** RECORDS PROVIDED follows **

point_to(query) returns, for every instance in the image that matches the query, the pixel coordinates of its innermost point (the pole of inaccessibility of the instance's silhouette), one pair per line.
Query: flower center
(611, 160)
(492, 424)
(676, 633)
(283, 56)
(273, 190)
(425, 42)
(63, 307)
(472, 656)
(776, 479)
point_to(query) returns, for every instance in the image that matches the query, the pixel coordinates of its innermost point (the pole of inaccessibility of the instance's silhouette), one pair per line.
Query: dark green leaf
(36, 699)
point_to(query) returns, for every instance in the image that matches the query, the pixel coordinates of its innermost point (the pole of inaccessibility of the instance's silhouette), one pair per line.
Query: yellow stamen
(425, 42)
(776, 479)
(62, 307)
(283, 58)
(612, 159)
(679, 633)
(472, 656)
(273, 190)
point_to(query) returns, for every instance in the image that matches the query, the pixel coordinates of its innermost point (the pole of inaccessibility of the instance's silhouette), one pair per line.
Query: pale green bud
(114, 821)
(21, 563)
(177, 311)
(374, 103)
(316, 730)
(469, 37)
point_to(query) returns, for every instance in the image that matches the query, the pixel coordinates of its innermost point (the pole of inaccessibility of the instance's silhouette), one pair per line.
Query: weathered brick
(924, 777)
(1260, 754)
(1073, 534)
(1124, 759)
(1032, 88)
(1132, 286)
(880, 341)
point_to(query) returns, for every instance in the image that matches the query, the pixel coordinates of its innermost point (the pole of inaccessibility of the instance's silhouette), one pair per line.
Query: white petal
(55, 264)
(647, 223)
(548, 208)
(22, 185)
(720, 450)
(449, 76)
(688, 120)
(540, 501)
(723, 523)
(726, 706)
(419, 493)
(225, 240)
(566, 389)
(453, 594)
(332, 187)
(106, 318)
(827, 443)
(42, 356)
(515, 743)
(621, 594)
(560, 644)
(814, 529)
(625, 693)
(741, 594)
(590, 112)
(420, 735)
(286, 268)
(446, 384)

** End of RECORDS PROVIDED **

- _REQUIRED WORK_: Only the lines from the one holding "Query: dark green leaf" through the end of the listing should appear in the response, each restated exactly.

- _THE ANSWER_:
Query: dark green leaf
(36, 699)
point_to(query) returns, for every instance in the image that matches the query, the pixel coordinates of its innermost point (the pole of inaccessibility of the instance's silhouette), one pair per line.
Query: yellow stamen
(425, 42)
(776, 479)
(62, 307)
(283, 58)
(612, 159)
(679, 633)
(472, 656)
(273, 190)
point_to(query) returns, for every instance in the image that matches the query, the pixel coordinates of its innermost point (the pole of inaccessibility of the instance's silhouette), one pair per line.
Query: pale green bud
(114, 821)
(21, 563)
(177, 311)
(374, 103)
(316, 730)
(469, 37)
point_to(query) returns, for every instance in the image that matches the query, the pixel coordinates of its innermost point (the pole of inaccessibility of the instance's silhouette), one pair per line.
Query: weathered brick
(924, 777)
(1260, 754)
(1073, 534)
(1124, 759)
(1032, 88)
(1132, 286)
(880, 341)
point_to(query) returns, for every instance in the image that matches the query, the pixel coordinates of its innermost point (the pole of inaccessibility of the instance's silhouette), one pair per line.
Query: white petal
(55, 264)
(647, 223)
(548, 208)
(22, 185)
(720, 450)
(449, 76)
(688, 120)
(540, 501)
(723, 523)
(726, 706)
(419, 493)
(225, 240)
(566, 389)
(453, 594)
(332, 187)
(106, 318)
(827, 443)
(42, 356)
(515, 743)
(621, 594)
(560, 644)
(814, 529)
(625, 693)
(741, 594)
(590, 112)
(420, 735)
(286, 268)
(446, 384)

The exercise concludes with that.